** START OF Extract provided **

Why does the order of features matter?

I accidentally switched the order of ‘bathrooms’ and ‘bedrooms’ and got the wrong answer. I don’t understand why this would matter though. As far as I understand Euclidean distance, a+b = b+a.

This stack overflow post explains:

The names of your columns don’t matter but the order does. You need to make sure that the order is consistent from your training and test data. If you pass in two columns in your training data, your model will assume that any future inputs are those features in that order.

Just a really simple thought experiment. Imagine you train a model that subtracts two numbers. The features are (n_1, n_2), and your output is going to be n_1 - n_2.

Your model doesn’t process the names of your columns (since only numbers are passed in), and so it learns the relationship between the first column, the second column, and the output - namely output = col_1 - col_2.

Regardless of what you pass in, you’ll get the result of the first thing you passed in minus the second thing you pass in. You can name the first thing you pass in and the second thing you pass in to whatever you want, but at the end of the day you’ll still get the result of the subtraction.

To get a little more technical, what’s going on inside your model is mostly a series of matrix multiplications. You pass in the input matrix, the multiplications happen, and you get what comes out. Training the model just “tunes” the values in the matrices that your inputs get multiplied by with the intention of maximizing how close the output of these multiplications is to your label. If you pass in an input matrix that isn’t like the ones it was trained on, the multiplications still happen, but you’ll almost certainly get a terribly wrong output. There’s no intelligent feature rearranging going on underneath.

hey there! what you are saying makes sense that if the training and test dataframes dont have the same column order, the result would be wrong. But for this exercise I used a list for the feature column names that was referenced by both the training and test dataframes, so the column order was consistant. However, altering the order of the list of feature column names changed the output. I would expect the output to change if we changed the order of the training dataset rows, but I did not expect to see the output change when the columns were rearranged.

from sklearn.neighbors import KNeighborsRegressor
from sklearn.metrics import mean_squared_error
features = ['bedrooms', 'accommodates', 'bathrooms', 'number_of_reviews']
hyper_params = [1,2,3,4,5]
mse_values =[]
for i in hyper_params:
    knn = KNeighborsRegressor(n_neighbors=i, algorithm='brute')
    knn.fit(train_df[features], train_df['price'])
    predictions = knn.predict(test_df[features])
    mse_values.append(mean_squared_error(test_df['price'], predictions))

outputs:
[26364.92832764505,
15142.672639362912,
14666.83150044242,
16733.581626848692,
14478.088646188853]

from sklearn.neighbors import KNeighborsRegressor
from sklearn.metrics import mean_squared_error
features = ['accommodates', 'bedrooms',  'bathrooms', 'number_of_reviews']
hyper_params = [1,2,3,4,5]
mse_values =[]
for i in hyper_params:
    knn = KNeighborsRegressor(n_neighbors=i, algorithm='brute')
    knn.fit(train_df[features], train_df['price'])
    predictions = knn.predict(test_df[features])
    mse_values.append(mean_squared_error(test_df['price'], predictions))

outputs:
[26364.92832764505,
15100.52246871445,
14579.597901655923,
16212.300767918088,
14090.011649601822]

Similar results, but not the same.

** END OF Extract provided **
** START OF Extracted entries **

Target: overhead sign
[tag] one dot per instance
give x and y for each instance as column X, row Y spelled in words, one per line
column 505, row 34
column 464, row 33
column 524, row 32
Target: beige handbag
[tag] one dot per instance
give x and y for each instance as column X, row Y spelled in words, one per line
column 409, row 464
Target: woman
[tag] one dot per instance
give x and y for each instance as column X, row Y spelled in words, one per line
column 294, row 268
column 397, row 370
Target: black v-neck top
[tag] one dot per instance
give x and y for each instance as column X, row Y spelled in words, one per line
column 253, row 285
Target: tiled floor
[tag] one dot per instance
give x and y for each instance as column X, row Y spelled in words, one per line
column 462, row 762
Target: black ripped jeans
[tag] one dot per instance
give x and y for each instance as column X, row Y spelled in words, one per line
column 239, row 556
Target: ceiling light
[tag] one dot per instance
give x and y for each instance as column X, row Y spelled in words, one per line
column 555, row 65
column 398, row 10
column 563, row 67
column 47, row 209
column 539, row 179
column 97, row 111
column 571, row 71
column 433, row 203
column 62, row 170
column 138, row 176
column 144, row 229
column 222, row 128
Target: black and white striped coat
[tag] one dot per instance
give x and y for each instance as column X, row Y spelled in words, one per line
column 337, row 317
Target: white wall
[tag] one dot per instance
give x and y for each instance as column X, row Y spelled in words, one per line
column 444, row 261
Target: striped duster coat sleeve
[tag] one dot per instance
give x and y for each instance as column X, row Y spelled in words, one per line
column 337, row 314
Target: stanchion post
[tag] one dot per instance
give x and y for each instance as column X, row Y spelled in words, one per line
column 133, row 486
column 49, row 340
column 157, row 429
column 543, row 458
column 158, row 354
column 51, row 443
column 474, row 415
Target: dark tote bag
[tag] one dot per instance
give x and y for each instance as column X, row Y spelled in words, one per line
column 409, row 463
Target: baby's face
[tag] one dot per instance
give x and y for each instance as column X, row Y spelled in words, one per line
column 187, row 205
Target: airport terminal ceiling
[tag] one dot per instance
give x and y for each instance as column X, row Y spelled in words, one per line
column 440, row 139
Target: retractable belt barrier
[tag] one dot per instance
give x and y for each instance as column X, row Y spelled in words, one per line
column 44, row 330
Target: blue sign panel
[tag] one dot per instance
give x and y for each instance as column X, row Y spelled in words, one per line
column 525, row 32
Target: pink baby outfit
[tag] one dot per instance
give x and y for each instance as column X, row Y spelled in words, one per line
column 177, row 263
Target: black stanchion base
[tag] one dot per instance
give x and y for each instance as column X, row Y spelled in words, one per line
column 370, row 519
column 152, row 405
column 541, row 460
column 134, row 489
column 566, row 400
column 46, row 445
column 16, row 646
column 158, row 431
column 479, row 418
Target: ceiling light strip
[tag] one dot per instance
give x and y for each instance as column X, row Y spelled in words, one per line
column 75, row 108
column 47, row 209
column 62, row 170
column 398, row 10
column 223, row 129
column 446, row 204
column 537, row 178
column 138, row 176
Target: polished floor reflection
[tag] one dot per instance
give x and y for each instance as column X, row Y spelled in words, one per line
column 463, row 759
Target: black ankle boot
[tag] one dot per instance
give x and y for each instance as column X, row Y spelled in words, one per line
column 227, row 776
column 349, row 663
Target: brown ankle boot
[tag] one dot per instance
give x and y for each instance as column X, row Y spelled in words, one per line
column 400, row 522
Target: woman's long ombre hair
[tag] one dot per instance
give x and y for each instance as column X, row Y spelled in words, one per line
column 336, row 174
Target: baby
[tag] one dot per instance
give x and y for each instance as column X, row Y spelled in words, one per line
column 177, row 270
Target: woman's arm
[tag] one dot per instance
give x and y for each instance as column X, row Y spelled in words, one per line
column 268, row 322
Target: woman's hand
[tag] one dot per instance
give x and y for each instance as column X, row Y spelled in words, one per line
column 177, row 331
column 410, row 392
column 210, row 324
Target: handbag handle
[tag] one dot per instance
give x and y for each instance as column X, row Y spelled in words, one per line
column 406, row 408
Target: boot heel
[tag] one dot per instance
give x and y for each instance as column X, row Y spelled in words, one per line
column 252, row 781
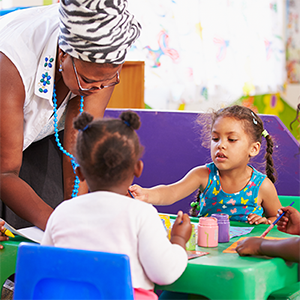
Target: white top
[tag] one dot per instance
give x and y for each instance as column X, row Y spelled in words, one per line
column 28, row 37
column 109, row 222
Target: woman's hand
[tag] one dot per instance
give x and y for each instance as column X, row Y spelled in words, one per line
column 290, row 222
column 256, row 219
column 139, row 193
column 3, row 237
column 249, row 246
column 181, row 230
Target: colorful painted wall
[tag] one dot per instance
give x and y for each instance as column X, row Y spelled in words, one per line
column 273, row 104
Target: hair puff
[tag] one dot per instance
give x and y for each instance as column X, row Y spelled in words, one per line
column 131, row 118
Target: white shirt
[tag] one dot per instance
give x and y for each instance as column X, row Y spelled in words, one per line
column 28, row 37
column 109, row 222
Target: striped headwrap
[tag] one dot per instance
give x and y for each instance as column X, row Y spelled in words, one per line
column 99, row 31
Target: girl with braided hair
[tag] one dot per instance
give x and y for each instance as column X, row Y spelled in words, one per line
column 228, row 184
column 108, row 152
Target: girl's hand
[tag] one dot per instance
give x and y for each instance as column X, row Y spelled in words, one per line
column 181, row 230
column 3, row 237
column 290, row 222
column 249, row 246
column 256, row 219
column 139, row 192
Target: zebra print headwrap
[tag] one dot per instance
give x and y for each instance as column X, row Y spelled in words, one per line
column 99, row 31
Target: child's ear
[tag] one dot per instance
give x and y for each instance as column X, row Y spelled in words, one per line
column 138, row 168
column 255, row 148
column 79, row 173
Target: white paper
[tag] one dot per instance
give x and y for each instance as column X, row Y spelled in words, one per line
column 32, row 233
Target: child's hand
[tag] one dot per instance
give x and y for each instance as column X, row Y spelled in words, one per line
column 138, row 192
column 249, row 246
column 290, row 222
column 3, row 237
column 256, row 219
column 181, row 230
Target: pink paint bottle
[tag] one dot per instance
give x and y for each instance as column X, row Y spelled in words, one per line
column 224, row 227
column 208, row 232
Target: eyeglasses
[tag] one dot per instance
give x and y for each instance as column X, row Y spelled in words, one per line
column 101, row 87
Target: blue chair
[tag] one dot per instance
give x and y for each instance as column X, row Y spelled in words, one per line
column 45, row 272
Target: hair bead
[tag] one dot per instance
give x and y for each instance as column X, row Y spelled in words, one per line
column 265, row 133
column 73, row 162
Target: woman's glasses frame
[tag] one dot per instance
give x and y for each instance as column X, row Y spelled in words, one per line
column 94, row 87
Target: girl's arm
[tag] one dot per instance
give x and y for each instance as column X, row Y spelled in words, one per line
column 15, row 192
column 169, row 194
column 95, row 104
column 270, row 201
column 3, row 237
column 287, row 249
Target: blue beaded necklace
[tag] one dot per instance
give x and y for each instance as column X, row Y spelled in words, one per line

** END OF Extracted entries **

Required work:
[1] In the forum thread on feature order, rewrite everything from "Your model doesn’t" down to "col_1 - col_2.", swapping "columns" for "fields".
[2] Answer these about the forum thread on feature order:
(a) Which two features did the poster accidentally switch?
(b) In the thought experiment, what output does the model produce from the features (n_1, n_2)?
(c) What value is given for the algorithm argument of KNeighborsRegressor in the code?

Solutions in order:
[1]
Your model doesn’t process the names of your fields (since only numbers are passed in), and so it learns the relationship between the first column, the second column, and the output - namely output = col_1 - col_2.

[2]
(a) 'bathrooms' and 'bedrooms'
(b) n_1 - n_2
(c) 'brute'